_Votre tâche_:
Prolongez l'article ci-dessous sur la robotisation de l'industrie française, en reprenant juste après sa dernière phrase.
··· Texte à analyser ···
C’est le Graal de la réindustrialisation européenne post-Covid : faire fleurir des usines 5.0, gorgées de technologies de pointe, capables de s’adapter à la demande. Emmanuel Macron se rend ce lundi dans l'entreprise Sileane à Saint-Etienne, spécialisée en robotique, vision et intelligence artificielle, pour promouvoir les initiatives du récent plan d'investissements France 2030 dans ce domaine, indique le cabinet de la ministre de l'Industrie Agnès Pannier-Runacher. Ce dernier dédiera 800 millions d'euros au secteur de la robotique, dont 400 millions pour la fabrication de ces robots qui intègrent de l'intelligence artificielle.
En avril 2019, les députés Bruno Bonnell et de Catherine Simon s'inquiétaient dans un rapport -" Robotique et systèmes intelligents "- d’un retard français dans la robotisation des processus industriels, source de perte de compétitivité dans des secteurs-clés. L'enjeu est énorme. Car à elle-seule, la Chine, usine du monde, représente un tiers de la demande mondiale en terme de robots industriels, selon la banque d'affaires Bryan Garnier, spécialisée dans les technologies.
" Robotique adaptative "
La France, qui souhaite relocaliser une partie de son industrie, est en septième position mondiale pour le nombre de robots, derrière la Chine, le Japon, les Etats-Unis, la Corée du Sud, l'Allemagne et l'Italie, selon la Fédération Internationale de la robotique (IFR) basée à Francfort, en Allemagne. Et, avec des machines âgées en moyenne de 17 ans dans les PME industrielles françaises, Bercy se désole de voir qu'une partie des 8 000 projets de modernisation qui ont pu voir le jour grâce au guichet " Industrie du futur " du plan de relance en 2020, n'aient pas bénéficié à des constructeurs français.
··· Données extraites ···
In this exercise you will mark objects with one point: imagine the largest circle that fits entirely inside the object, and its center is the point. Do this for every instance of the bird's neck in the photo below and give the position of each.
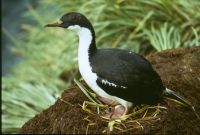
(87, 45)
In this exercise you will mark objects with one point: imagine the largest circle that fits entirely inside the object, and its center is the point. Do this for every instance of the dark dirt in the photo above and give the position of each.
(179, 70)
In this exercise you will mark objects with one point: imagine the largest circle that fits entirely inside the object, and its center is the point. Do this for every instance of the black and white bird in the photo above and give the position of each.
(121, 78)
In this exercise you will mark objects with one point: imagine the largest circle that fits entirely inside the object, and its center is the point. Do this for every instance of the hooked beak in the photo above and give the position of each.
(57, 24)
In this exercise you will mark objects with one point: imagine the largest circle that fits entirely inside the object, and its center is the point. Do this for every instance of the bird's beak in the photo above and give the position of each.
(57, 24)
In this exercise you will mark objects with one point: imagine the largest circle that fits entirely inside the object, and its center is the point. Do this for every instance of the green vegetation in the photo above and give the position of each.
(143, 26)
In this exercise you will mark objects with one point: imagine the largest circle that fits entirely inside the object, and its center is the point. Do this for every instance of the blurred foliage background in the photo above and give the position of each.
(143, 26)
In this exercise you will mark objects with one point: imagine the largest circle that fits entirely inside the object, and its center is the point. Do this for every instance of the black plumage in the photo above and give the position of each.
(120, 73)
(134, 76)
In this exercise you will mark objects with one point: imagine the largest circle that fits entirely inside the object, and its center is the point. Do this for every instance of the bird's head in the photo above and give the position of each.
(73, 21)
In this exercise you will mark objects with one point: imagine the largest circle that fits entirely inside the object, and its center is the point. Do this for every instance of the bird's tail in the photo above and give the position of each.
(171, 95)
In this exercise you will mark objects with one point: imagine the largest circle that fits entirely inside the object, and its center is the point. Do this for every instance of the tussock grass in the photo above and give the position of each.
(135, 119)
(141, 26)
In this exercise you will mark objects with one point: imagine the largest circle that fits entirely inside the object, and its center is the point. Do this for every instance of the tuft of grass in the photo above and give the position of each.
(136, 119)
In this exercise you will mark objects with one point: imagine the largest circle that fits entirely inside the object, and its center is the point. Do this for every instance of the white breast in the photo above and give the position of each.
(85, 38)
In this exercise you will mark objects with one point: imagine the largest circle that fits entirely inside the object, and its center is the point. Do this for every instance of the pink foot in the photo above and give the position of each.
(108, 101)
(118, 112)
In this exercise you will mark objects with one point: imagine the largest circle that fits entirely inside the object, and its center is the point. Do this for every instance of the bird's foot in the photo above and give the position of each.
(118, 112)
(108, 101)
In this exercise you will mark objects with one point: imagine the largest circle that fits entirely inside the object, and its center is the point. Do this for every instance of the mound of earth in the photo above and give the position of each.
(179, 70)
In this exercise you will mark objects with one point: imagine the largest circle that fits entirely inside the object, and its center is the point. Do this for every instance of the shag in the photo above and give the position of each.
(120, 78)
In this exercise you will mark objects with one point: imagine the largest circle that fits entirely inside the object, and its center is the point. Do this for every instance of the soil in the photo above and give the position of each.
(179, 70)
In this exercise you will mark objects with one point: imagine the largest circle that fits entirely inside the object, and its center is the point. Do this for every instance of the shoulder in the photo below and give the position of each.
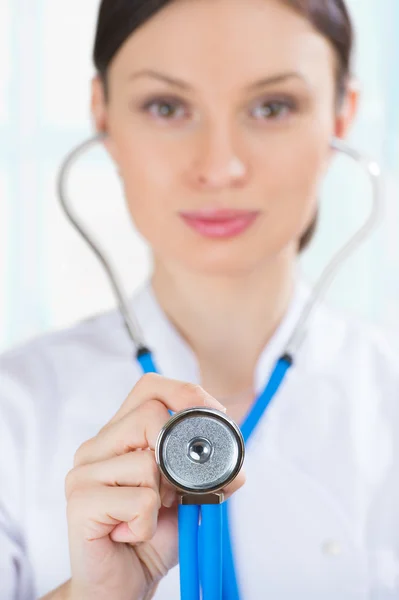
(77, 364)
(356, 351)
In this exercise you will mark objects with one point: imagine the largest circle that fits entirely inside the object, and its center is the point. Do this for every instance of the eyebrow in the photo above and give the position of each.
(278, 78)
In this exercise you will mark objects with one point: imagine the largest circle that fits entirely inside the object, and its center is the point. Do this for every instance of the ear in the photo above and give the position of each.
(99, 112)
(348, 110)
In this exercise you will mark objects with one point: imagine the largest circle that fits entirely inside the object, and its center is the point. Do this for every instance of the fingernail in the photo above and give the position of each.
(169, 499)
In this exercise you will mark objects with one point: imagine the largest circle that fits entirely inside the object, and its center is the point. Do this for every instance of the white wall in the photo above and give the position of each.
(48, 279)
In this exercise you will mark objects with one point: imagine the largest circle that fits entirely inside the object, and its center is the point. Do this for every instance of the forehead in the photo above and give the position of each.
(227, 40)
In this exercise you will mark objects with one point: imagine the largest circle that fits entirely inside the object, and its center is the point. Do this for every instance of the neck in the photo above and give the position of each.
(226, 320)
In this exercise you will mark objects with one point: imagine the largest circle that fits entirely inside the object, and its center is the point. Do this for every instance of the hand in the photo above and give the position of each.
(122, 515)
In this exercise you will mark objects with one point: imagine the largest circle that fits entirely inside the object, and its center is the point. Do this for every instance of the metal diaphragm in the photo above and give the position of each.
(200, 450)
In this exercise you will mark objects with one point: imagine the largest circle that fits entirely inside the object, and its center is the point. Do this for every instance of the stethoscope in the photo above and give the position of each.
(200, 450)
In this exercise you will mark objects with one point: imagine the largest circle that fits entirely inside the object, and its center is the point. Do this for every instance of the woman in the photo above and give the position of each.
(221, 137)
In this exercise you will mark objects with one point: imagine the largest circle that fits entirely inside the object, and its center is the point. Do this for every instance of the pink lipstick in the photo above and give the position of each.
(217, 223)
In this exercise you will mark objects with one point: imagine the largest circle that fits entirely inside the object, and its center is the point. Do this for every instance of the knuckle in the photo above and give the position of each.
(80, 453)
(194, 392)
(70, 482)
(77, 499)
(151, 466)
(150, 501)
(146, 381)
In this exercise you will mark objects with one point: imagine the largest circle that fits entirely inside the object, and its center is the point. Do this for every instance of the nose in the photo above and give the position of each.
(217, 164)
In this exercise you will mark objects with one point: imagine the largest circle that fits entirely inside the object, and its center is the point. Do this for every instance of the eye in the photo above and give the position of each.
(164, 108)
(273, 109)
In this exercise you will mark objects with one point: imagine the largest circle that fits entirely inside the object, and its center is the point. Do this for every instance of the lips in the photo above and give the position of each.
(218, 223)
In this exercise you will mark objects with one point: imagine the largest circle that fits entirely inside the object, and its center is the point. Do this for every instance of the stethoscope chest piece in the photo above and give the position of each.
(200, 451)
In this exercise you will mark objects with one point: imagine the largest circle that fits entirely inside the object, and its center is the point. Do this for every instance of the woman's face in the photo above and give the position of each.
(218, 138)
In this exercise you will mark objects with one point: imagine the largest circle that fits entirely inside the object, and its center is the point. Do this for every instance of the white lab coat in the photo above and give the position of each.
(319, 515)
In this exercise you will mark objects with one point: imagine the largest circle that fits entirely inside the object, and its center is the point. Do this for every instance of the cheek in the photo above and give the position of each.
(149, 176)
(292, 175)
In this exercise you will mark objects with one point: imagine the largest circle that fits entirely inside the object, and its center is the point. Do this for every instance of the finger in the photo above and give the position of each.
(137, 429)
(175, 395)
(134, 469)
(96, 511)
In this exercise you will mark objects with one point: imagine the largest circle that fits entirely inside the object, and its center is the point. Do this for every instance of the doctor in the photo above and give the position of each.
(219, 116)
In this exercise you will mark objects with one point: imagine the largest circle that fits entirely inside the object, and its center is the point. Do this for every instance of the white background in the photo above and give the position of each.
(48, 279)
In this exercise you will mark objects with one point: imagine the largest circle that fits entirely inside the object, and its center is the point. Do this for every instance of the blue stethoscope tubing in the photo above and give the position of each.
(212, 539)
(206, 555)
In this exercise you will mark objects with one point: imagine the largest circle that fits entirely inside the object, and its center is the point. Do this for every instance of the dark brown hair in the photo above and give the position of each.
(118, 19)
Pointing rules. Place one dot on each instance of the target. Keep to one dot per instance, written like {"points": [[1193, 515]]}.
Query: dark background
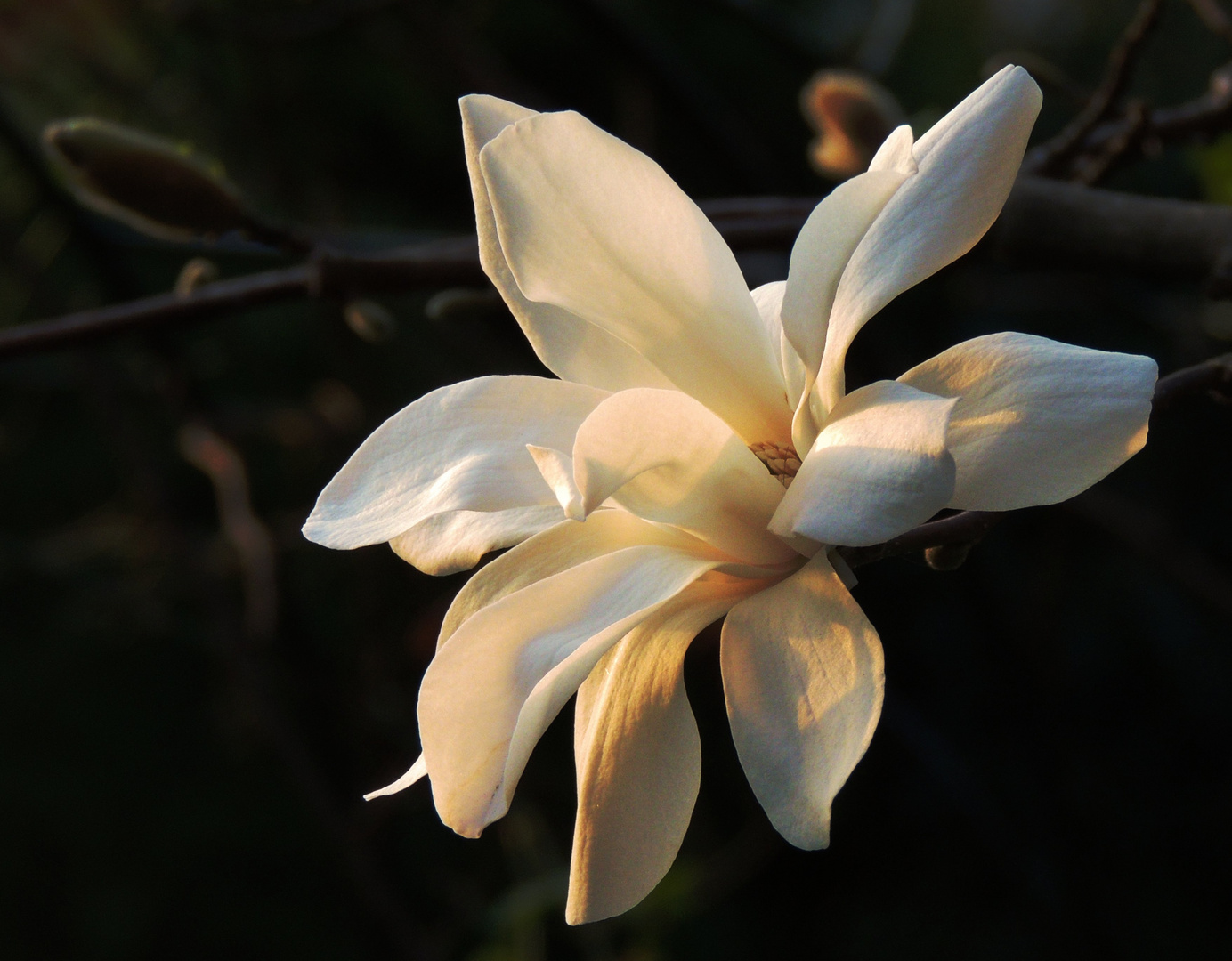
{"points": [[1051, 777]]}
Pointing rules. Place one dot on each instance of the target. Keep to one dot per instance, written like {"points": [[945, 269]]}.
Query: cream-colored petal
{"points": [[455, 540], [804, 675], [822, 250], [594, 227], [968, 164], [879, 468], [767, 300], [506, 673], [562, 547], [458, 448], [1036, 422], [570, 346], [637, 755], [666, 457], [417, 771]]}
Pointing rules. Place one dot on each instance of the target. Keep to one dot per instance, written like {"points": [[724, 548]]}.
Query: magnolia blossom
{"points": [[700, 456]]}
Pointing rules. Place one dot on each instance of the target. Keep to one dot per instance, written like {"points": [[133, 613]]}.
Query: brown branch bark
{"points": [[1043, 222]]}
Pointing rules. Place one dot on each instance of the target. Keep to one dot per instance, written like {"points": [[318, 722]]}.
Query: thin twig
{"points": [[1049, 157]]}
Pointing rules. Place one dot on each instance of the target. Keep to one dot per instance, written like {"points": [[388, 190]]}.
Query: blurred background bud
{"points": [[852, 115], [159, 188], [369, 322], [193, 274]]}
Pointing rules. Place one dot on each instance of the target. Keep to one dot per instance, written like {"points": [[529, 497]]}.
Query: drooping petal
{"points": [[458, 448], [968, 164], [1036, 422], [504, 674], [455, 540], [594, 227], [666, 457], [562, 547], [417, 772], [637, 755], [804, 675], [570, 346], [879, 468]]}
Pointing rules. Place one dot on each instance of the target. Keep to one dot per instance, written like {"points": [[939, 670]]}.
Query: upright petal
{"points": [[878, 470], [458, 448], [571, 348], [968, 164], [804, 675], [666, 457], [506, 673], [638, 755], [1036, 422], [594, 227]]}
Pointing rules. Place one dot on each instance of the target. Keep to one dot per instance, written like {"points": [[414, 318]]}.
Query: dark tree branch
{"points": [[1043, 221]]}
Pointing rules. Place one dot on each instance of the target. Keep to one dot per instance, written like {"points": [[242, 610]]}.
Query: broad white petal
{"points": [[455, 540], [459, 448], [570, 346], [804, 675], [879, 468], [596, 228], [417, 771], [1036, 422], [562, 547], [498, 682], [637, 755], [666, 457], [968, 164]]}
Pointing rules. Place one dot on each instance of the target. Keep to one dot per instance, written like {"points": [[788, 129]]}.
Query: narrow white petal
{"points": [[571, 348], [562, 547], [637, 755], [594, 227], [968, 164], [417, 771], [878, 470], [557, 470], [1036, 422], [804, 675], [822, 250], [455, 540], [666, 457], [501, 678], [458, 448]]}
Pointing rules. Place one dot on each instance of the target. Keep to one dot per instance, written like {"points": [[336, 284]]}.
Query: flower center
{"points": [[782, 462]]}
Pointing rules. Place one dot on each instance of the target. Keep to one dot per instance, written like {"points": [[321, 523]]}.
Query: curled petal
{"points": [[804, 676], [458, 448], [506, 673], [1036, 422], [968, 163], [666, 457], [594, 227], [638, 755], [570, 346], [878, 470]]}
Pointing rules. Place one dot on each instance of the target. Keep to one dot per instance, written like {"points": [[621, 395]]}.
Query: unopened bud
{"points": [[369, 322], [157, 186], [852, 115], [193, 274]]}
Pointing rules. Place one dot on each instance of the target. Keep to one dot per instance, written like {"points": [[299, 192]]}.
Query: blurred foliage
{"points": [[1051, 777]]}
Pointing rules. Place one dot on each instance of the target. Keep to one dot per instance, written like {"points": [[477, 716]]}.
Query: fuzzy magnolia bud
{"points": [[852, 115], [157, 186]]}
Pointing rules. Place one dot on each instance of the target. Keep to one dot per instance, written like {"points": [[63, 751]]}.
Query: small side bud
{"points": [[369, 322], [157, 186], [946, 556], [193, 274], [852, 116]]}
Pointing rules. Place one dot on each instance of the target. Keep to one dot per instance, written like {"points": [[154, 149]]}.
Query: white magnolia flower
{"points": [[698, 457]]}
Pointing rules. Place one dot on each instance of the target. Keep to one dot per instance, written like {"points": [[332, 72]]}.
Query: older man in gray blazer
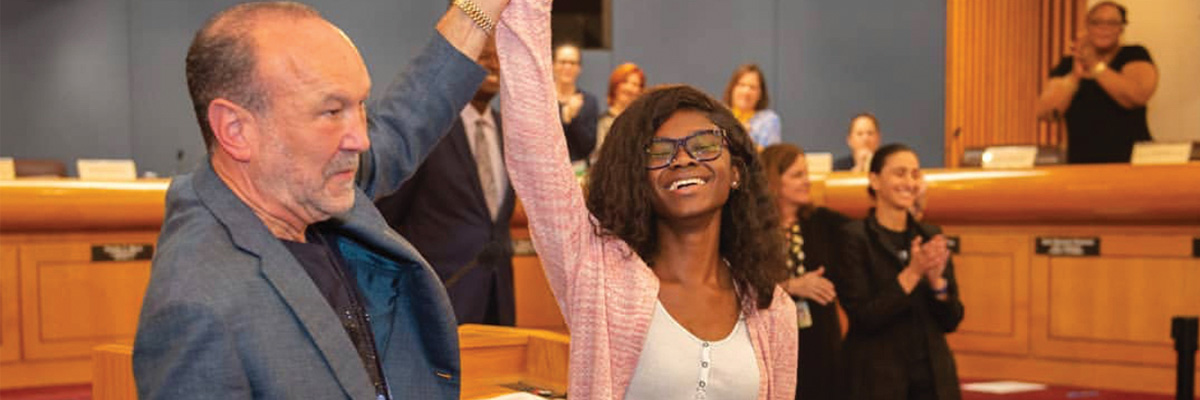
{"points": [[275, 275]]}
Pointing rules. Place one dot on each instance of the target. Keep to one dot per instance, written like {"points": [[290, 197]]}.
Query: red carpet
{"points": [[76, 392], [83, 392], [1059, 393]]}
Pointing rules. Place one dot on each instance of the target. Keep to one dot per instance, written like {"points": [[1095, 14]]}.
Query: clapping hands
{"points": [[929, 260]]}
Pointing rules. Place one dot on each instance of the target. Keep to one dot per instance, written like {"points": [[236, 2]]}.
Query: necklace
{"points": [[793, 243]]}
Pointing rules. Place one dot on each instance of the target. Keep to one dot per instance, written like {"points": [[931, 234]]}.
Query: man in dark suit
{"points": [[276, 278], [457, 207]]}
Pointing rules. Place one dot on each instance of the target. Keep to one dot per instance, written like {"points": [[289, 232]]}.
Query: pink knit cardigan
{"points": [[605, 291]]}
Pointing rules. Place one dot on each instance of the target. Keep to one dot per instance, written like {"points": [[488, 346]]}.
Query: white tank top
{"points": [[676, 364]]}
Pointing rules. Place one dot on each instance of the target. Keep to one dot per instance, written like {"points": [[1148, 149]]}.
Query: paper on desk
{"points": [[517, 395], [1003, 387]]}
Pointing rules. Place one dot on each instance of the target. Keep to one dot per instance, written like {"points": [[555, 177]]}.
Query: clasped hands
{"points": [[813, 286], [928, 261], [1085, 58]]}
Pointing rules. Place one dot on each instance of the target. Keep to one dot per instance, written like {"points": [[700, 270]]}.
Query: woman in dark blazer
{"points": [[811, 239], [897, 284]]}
···
_Réponse rédigée_:
Raison pour laquelle le plan France 2030 consacre un budget pour aider à la production de robots et à la structuration de projets locaux autour de sites industriels. L'usine Sileane prise en modèle par Emmanuel Macron pratique la " robotique adaptative ", c'est-à-dire l'intelligence artificielle. Agée d'une vingtaine d'années et employant une centaine de personnes, elle produit notamment des robots qui conditionnent des poches de perfusion pour le domaine médical, ou qui gèrent les déchets dans le domaine nucléaire. Ils sont conçus pour gérer des situations imprévisibles, capables, si les choses ne se passent pas comme prévu, de s'ajuster et d’évoluer.
Un danger pour l’emploi ?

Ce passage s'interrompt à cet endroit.